**PROVIDED MATERIAL:**
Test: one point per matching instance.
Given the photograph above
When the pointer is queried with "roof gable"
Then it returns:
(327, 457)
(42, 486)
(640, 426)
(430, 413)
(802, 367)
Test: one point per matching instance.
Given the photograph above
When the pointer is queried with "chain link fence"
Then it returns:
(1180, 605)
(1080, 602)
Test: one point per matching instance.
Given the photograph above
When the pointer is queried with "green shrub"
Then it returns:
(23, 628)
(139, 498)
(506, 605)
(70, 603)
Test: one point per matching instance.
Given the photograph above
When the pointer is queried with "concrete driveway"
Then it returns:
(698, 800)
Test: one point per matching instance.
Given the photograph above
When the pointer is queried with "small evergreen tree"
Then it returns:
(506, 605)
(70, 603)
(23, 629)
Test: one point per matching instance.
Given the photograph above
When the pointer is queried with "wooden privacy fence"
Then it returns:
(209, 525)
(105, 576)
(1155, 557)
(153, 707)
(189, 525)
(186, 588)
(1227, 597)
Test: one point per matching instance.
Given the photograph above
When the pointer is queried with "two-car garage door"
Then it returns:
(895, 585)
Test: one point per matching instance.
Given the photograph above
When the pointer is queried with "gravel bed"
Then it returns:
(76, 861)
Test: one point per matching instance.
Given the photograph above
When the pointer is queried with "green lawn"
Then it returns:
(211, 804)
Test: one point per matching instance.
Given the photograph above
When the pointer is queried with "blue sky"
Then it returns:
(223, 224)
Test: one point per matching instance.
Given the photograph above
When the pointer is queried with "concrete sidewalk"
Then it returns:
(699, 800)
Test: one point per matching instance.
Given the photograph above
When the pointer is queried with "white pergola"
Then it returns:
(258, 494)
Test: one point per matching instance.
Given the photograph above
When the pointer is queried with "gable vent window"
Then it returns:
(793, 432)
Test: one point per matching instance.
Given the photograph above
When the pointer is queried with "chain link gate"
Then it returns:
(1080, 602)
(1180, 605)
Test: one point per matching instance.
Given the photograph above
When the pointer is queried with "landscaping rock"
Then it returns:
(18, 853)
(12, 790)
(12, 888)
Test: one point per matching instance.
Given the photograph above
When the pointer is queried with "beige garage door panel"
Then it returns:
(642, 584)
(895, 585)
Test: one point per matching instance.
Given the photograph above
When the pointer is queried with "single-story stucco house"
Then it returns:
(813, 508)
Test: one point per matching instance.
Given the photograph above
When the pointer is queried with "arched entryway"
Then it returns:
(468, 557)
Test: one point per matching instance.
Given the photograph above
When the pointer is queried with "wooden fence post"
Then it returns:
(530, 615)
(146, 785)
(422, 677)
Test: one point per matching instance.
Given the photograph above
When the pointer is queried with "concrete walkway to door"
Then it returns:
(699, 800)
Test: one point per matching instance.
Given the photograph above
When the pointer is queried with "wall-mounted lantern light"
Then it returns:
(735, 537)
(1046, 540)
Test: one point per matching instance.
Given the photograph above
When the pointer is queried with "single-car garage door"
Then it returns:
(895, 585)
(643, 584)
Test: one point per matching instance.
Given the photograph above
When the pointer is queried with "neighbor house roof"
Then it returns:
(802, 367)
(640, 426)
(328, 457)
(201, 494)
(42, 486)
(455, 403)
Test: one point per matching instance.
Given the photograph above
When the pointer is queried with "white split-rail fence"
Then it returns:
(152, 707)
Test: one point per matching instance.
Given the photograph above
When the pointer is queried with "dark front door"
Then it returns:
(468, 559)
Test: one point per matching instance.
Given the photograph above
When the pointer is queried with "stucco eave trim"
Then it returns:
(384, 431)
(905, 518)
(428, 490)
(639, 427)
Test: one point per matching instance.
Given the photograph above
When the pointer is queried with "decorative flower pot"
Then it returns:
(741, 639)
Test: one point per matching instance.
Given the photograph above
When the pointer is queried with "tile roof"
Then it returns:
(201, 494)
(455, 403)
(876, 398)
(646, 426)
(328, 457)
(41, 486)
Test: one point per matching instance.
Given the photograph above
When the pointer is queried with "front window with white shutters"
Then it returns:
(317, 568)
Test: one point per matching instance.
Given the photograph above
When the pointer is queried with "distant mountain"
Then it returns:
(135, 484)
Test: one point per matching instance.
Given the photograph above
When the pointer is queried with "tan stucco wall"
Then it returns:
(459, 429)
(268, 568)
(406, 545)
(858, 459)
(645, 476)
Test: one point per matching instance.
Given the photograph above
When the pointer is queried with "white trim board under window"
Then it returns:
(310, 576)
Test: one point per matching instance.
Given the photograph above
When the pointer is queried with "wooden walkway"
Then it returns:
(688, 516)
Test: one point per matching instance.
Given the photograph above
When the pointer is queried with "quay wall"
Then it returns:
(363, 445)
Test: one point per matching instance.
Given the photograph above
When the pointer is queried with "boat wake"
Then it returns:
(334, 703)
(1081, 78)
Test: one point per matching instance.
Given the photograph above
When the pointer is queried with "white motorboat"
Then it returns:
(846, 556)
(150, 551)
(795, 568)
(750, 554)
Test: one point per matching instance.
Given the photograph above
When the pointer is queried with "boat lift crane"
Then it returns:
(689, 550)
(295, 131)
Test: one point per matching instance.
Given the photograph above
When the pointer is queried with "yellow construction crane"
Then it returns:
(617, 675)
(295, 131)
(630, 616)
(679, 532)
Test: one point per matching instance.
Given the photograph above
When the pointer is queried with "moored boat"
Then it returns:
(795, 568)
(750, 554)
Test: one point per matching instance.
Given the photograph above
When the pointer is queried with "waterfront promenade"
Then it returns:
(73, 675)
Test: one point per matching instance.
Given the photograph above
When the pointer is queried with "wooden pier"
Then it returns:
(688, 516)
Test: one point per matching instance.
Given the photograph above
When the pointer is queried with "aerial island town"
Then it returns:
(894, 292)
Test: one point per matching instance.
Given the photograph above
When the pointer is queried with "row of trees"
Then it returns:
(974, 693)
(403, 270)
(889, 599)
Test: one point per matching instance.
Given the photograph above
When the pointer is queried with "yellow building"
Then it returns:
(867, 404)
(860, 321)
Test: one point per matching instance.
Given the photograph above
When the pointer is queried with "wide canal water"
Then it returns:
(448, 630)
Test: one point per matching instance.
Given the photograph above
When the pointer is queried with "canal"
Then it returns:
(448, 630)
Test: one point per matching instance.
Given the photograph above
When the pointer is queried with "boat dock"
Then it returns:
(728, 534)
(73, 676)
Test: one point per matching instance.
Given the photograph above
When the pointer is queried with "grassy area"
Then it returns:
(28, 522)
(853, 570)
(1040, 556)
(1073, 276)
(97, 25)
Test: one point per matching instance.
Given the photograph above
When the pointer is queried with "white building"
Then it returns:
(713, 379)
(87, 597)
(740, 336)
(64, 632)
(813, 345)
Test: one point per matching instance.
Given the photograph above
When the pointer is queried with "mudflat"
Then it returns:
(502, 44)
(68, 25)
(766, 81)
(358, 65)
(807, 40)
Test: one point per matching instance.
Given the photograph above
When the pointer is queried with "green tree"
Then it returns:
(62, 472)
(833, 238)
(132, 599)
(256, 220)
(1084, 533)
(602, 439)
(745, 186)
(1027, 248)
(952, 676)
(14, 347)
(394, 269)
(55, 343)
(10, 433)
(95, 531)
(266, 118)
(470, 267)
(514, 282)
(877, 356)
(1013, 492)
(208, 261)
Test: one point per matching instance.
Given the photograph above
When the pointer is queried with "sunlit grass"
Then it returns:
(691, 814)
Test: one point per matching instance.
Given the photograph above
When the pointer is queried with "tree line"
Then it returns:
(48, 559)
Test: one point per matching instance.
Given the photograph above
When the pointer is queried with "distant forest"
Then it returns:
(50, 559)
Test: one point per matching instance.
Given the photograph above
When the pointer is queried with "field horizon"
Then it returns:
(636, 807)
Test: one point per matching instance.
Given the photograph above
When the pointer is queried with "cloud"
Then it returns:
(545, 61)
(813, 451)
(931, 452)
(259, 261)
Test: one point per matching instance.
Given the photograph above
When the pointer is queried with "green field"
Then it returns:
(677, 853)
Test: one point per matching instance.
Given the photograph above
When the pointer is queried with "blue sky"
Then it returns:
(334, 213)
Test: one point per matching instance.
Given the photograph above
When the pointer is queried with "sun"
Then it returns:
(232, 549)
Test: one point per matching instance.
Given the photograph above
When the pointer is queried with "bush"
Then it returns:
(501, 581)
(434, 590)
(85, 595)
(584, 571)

**WHAT THE EXERCISE ASKS:**
From the records above, collect every line that contains the word "gable" and list them.

**FINISHED EXERCISE:**
When the pointer is queried with "roof gable"
When the pointer is queried with "gable vent window"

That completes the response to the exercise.